- **WHAT YOU HAVE TO DO**
Substitute "rectangular outline" for every occurrence of "bounding box" in the lines below, leaving all other text unchanged.

- **SUPPLIED RECORDS**
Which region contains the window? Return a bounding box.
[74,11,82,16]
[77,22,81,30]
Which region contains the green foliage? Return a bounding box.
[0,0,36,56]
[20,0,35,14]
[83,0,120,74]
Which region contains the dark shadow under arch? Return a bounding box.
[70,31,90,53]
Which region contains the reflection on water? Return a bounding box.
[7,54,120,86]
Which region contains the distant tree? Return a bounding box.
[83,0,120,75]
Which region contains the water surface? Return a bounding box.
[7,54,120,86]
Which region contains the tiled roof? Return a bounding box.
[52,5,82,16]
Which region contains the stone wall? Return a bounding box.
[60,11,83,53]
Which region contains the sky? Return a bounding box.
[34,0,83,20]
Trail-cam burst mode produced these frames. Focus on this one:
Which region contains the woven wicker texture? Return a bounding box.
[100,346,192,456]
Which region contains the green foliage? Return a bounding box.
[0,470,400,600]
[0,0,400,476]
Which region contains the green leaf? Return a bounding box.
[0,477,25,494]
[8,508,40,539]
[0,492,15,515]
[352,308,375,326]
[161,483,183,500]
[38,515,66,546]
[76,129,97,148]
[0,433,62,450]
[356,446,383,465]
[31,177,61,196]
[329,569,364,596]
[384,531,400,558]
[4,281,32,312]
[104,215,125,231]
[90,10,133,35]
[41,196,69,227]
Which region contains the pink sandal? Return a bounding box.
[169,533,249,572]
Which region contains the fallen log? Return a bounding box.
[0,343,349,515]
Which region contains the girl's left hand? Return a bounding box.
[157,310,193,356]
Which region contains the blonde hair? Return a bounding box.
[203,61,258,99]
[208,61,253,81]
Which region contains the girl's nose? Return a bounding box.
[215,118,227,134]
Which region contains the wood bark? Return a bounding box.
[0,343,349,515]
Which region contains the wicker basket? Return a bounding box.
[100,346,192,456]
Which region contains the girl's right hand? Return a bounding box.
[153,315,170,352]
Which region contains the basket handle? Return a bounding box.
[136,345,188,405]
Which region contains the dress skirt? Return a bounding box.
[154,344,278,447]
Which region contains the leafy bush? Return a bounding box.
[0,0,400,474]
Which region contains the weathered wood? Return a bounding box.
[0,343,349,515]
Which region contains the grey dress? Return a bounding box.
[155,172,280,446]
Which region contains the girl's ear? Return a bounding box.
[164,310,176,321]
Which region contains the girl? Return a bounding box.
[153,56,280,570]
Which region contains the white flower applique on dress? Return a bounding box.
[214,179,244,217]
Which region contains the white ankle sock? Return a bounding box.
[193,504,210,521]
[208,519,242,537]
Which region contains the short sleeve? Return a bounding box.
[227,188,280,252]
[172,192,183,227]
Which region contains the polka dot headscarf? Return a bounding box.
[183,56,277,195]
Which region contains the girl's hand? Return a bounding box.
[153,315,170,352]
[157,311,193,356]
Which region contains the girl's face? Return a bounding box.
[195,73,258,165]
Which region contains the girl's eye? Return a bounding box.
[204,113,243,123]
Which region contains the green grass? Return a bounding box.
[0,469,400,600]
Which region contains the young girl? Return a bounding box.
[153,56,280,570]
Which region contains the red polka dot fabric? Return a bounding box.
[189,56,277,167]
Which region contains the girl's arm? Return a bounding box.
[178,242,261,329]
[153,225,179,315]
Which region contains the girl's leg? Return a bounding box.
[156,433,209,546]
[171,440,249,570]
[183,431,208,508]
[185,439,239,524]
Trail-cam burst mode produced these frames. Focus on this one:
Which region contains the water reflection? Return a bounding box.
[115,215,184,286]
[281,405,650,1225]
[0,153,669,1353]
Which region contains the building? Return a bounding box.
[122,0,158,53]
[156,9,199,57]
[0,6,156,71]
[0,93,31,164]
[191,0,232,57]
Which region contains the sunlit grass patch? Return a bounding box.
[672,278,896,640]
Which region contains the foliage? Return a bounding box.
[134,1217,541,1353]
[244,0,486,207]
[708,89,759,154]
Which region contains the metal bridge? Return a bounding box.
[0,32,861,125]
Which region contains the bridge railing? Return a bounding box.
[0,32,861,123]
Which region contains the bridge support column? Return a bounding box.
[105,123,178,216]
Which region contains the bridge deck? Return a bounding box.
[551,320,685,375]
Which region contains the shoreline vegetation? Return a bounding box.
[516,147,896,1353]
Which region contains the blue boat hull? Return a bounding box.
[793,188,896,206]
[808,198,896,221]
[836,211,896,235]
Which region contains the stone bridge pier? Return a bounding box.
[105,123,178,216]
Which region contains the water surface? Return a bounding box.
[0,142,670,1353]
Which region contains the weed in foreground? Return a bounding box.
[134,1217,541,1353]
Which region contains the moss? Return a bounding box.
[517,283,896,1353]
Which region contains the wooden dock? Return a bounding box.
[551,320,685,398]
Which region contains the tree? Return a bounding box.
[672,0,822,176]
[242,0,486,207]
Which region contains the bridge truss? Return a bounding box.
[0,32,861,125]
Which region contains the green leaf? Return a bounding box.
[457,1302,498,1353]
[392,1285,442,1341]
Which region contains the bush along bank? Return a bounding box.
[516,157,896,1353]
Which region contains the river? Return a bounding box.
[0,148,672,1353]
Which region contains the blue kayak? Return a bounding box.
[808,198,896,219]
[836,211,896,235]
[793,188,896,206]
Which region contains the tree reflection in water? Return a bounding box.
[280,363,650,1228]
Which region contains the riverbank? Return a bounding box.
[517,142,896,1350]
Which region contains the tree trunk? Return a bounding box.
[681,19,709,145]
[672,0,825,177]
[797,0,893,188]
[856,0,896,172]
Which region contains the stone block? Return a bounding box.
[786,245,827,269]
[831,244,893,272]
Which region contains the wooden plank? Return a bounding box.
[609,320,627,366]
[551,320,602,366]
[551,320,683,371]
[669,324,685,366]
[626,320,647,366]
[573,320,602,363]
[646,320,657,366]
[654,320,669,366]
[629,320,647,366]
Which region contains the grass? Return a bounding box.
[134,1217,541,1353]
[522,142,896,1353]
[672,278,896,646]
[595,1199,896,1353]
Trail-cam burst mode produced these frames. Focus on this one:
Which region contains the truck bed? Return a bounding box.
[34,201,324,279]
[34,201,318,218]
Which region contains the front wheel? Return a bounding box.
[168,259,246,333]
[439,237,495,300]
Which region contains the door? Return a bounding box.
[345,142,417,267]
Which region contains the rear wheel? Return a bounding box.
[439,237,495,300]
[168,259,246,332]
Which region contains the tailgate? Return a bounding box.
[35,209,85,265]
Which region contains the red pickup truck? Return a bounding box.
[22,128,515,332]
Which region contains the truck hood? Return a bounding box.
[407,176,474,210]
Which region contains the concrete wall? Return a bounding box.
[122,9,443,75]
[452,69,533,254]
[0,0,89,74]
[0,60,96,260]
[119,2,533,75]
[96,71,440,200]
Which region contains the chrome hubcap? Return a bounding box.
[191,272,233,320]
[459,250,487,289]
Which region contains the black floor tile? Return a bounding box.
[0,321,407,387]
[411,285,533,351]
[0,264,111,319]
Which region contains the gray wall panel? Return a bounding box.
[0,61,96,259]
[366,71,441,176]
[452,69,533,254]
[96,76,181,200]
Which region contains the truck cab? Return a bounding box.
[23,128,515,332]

- **SOLUTION**
Which region contains the window? Return a rectangular outline.
[74,11,82,16]
[77,22,81,30]
Which region contains the green foliage? Return a rectangular outline.
[0,0,36,56]
[20,0,35,14]
[83,0,120,74]
Which region contains the dark shadow under arch? Return a rectangular outline.
[70,31,90,53]
Which region contains the reflection on water? Return a rectangular outline.
[7,54,120,86]
Which region contains the distant tree? Return a rectangular outline.
[83,0,120,75]
Which region contains the water surface? Return a rectangular outline.
[7,54,120,86]
Which region contains the tiled roof? Return a rectangular outline.
[52,5,82,16]
Which region contains the stone wall? Return a rectangular outline.
[60,11,83,53]
Which region contains the sky? Return a rectangular outline.
[34,0,83,20]
Trail-cam burst mode produced these frames. Focus on this one:
Which region contains the woven wicker texture? Return a rectangular outline.
[100,346,192,456]
Which region contains the green foliage? Return a rectangular outline.
[0,470,400,600]
[0,0,400,476]
Which region contains the green leaf? Return a rectangular outline.
[0,477,25,494]
[8,508,40,539]
[0,492,15,515]
[352,308,375,326]
[161,483,183,500]
[38,515,66,546]
[76,129,97,148]
[0,433,62,450]
[356,446,383,465]
[31,177,61,196]
[329,569,364,596]
[384,531,400,558]
[4,281,32,312]
[104,215,125,231]
[90,10,133,35]
[41,196,69,227]
Which region contains the pink sandal? Return a rectangular outline.
[169,533,249,572]
Which region contains the fallen log? Return a rectangular outline.
[0,343,349,515]
Which region contains the girl's left hand? Return a rectangular outline.
[157,310,193,356]
Which region contains the blonde hair? Return a rectangular outline.
[203,61,258,99]
[208,61,253,81]
Which region contains the girl's nose? Return a rectangular outline.
[215,118,227,134]
Which region contains the wood bark? Return a rectangular outline.
[0,343,349,515]
Which region contains the wicker basket? Return a rectangular outline.
[100,346,192,456]
Which region contains the girl's right hand? Return a rectangular outline.
[153,315,170,352]
Which region contains the basket handle? Return a rectangular outline.
[136,345,188,405]
Which region contains the dress skirt? Return a rectangular outline.
[154,344,278,447]
Which region contains the leafy bush? Return a rectangular outline.
[0,0,400,474]
Which region contains the weathered wood? Return a rectangular outline.
[0,343,349,515]
Which region contains the grey dress? Return a rectangular outline.
[155,172,280,446]
Which region contains the girl's ear? Return a rectangular outline.
[164,310,176,321]
Which region contains the girl? Return a rectangular outline.
[153,56,280,570]
Which region contains the white flower applique on dress? Return a rectangular outline.
[214,179,244,217]
Which region contains the white ankle sock? Return a rectangular outline.
[193,504,210,521]
[208,519,242,537]
Which region contains the short sleeve? Return a rectangular outline.
[227,188,280,252]
[172,192,183,227]
Which region contains the polka dot headscarf? Return a rectangular outline.
[183,56,277,195]
Which region contains the girl's hand? Return a rectangular outline.
[153,315,170,352]
[157,311,193,356]
Which region contains the girl's face? Return a rectangular outline.
[195,73,258,165]
Which region contains the girl's eye? Return a rectangular outline.
[204,113,243,123]
Which region contains the green grass? Return a rectangular outline.
[0,469,400,600]
Which region contains the young girl? Return a rectangular outline.
[153,56,280,570]
Which region contains the red polka dot fabric? Return a rectangular outline.
[189,56,277,167]
Which region contains the girl's arm? Return a rectangular outline.
[178,242,261,329]
[153,225,179,315]
Which region contains the girl's leg? Return a rectangular outline.
[156,433,209,546]
[171,440,249,570]
[183,431,208,508]
[185,439,239,524]
Trail-cam burst mode produced these frames. Focus on this one:
Which region contains the water reflection? Return a rectangular outline.
[115,215,184,286]
[281,405,650,1225]
[0,153,669,1353]
Which region contains the building? Return a rectangular outline.
[122,0,158,53]
[156,9,199,57]
[0,6,156,71]
[0,93,31,164]
[191,0,232,57]
Which region contains the sunlit grass patch? Return a rectangular outline.
[672,278,896,640]
Which region contains the foliage? Return a rectangular outline.
[134,1217,541,1353]
[244,0,486,207]
[708,89,759,154]
Which region contains the metal bridge? Return a rectangular outline.
[0,32,861,125]
Which region contains the bridge railing? Return a rectangular outline.
[0,32,861,123]
Which region contains the bridge support column? Return a rectangular outline.
[105,123,178,216]
Which region contains the bridge deck? Return a rectangular outline.
[551,320,685,375]
Which region contains the shoreline vegetation? Return a rectangular outline.
[516,147,896,1353]
Which region contains the blue boat hull? Return a rectangular outline.
[793,188,896,206]
[808,198,896,221]
[836,211,896,235]
Which region contains the stone bridge pier? Return a rectangular outline.
[105,123,178,216]
Which region contains the water surface? Return a rectangular outline.
[0,142,670,1353]
Which region contains the weed in foreground? Return a rectangular outline.
[134,1217,541,1353]
Which region contains the moss? Return a rectangular outline.
[517,283,896,1353]
Which region contains the wooden dock? Return a rectangular outline.
[551,320,685,398]
Which region contains the tree? Return a rectangular outline.
[672,0,822,176]
[242,0,486,207]
Which region contains the bridge truss? Return a rectangular outline.
[0,32,861,125]
Which region contains the green leaf? Return a rectangular outline.
[457,1302,498,1353]
[392,1285,442,1341]
Which region contains the bush along bank? Return a rectangular outline.
[516,157,896,1353]
Which region contains the river? Return a rectangular outline.
[0,148,672,1353]
Which region contains the blue kayak? Return a rectangular outline.
[808,198,896,219]
[836,211,896,235]
[793,188,896,206]
Which region contains the tree reflection in water? Return a rectangular outline.
[280,363,650,1228]
Which region contains the riverbank? Return a rectangular outline.
[517,142,896,1350]
Which region contains the tree trunk? Return a rectangular outline.
[681,19,709,145]
[672,0,825,177]
[797,0,893,188]
[856,0,896,172]
Which region contains the stone block? Return a rectangular outline.
[786,245,827,269]
[831,244,893,272]
Which region contains the wooden plank? Return a rectangular outline.
[609,320,627,366]
[551,320,602,366]
[551,320,683,371]
[669,324,685,366]
[626,320,647,366]
[573,320,602,363]
[646,320,657,366]
[654,320,669,366]
[629,320,647,366]
Which region contains the grass? Return a rectangular outline.
[134,1217,541,1353]
[522,142,896,1353]
[672,278,896,646]
[595,1199,896,1353]
Trail-cam burst mode produced these frames. Focus on this one:
Which region contains the truck bed? Return a rectangular outline.
[34,201,324,279]
[34,201,318,218]
Which region contains the front wheel? Return a rectangular outline.
[168,259,246,333]
[439,237,495,300]
Which region contains the door? Return a rectangular outline.
[345,142,417,267]
Which region contains the rear wheel? Return a rectangular outline.
[439,237,495,300]
[168,259,246,332]
Which region contains the tailgate? Return a rectangular outline.
[35,209,85,265]
Which region contains the red pickup truck? Return a rectangular outline.
[22,128,515,332]
Which region contains the truck hood? Return a rectangular outline.
[407,176,474,210]
Which region contains the concrete wall? Return a rectangular outline.
[122,9,443,75]
[452,69,533,254]
[0,0,89,74]
[0,60,96,260]
[119,2,533,75]
[96,71,440,200]
Which region contains the chrome hubcap? Return a rectangular outline.
[191,272,233,320]
[459,250,487,289]
Which region contains the black floor tile? Return a rectangular outline.
[0,321,407,387]
[411,285,533,351]
[0,264,111,319]
Which region contains the gray wall panel? Return a rectangular outline.
[0,61,96,259]
[366,71,441,176]
[452,69,533,254]
[96,76,181,200]
Which region contains the truck cab? Return a rectangular outline.
[23,128,515,332]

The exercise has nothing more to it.